_Work instruction 1:_
Reproduce word for word the part of the AION onboarding page starting with "AION Database - Onboarding" and going on through "the affected status.".
_Work instruction 2:_
Render this sentence from the AION onboarding page in Spanish: "The data submission is done through direct communication with the support team."

_Supplied passage:_

AION Database - Onboarding

During onboarding, you may submit past samples and past classified variants to the AION DB in order to carry information previously generated at your institution.

For this, three resources need to be provided to the support team. The data submission is done through direct communication with the support team. Sample files are provided to facilitate the process.

Required data

The required resources, along with the required information are:

  • VCF data: Single sample VCF files with data in the format and with the contents supported by AION are required to build the variant statistics.
  • VCF metadata: A TSV file with the list of submitted VCF files and noting the reference genome used for each VCF file, the sample ID (same as the one in the VCF file) and the affected status.
Classified variants: A TSV file containing classified variants. It should contain the following data: chromosome, position, ref, alt, zygosity, past interpretation, sample ID (same as the VCF data files the the classified variant is also in one of them), affected status, reference genome, original classification/submission time and the person who originally classified/submitted the variant.

Detailed specifications


The following is a detailed description of allowed values for each field of the TSV files:

VCF metadata file:

  • vcf_filename: the filename of the VCF file containing the extension and without any path information
  • sample_id [optional]: the sample ID contained within the VCF file

  • affected_status [optional]: the affected status of the individual. Possible values:

    • affected

    • unaffected

    • unknown

  • assembly_version: the assembly version used during secondary analysis. Possible values:

    • hg19/GRCh37

    • hg38/GRCh38

Classified variants file:

  • chr: the chromosome where the variant is located

  • position: the position of the variant

  • ref: the reference sequence at the variant position

  • alt: the variation

  • zygosity: the zygosity of the variant. Accepted values:

    • heterozygous

    • homozygous_alt

    • hemizygous_alt

  • past_interpretation: the classification given to each variant. Accepted values:

    • Causative

    • Pathogenic

    • Likely pathogenic

    • VUS

    • Likely benign

    • Benign

    • Artifact 

  • sample_id [optional]: the sample ID for each variant. This is useful mainly if a previously classified variant is also in the VCF files submitted. If that is the case, then the same sample ID should be used for both.

_Dataset content:_
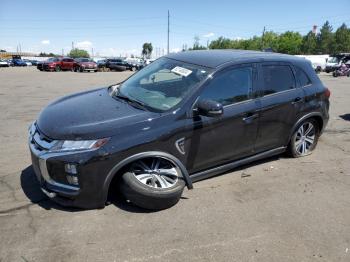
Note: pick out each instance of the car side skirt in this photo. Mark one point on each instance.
(221, 169)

_Expected answer 1:_
AION Database - Onboarding

During onboarding, you may submit past samples and past classified variants to the AION DB in order to carry information previously generated at your institution.

For this, three resources need to be provided to the support team. The data submission is done through direct communication with the support team. Sample files are provided to facilitate the process.

Required data

The required resources, along with the required information are:

  • VCF data: Single sample VCF files with data in the format and with the contents supported by AION are required to build the variant statistics.
  • VCF metadata: A TSV file with the list of submitted VCF files and noting the reference genome used for each VCF file, the sample ID (same as the one in the VCF file) and the affected status.

_Expected answer 2:_
El envío de datos se realiza mediante comunicación directa con el equipo de soporte.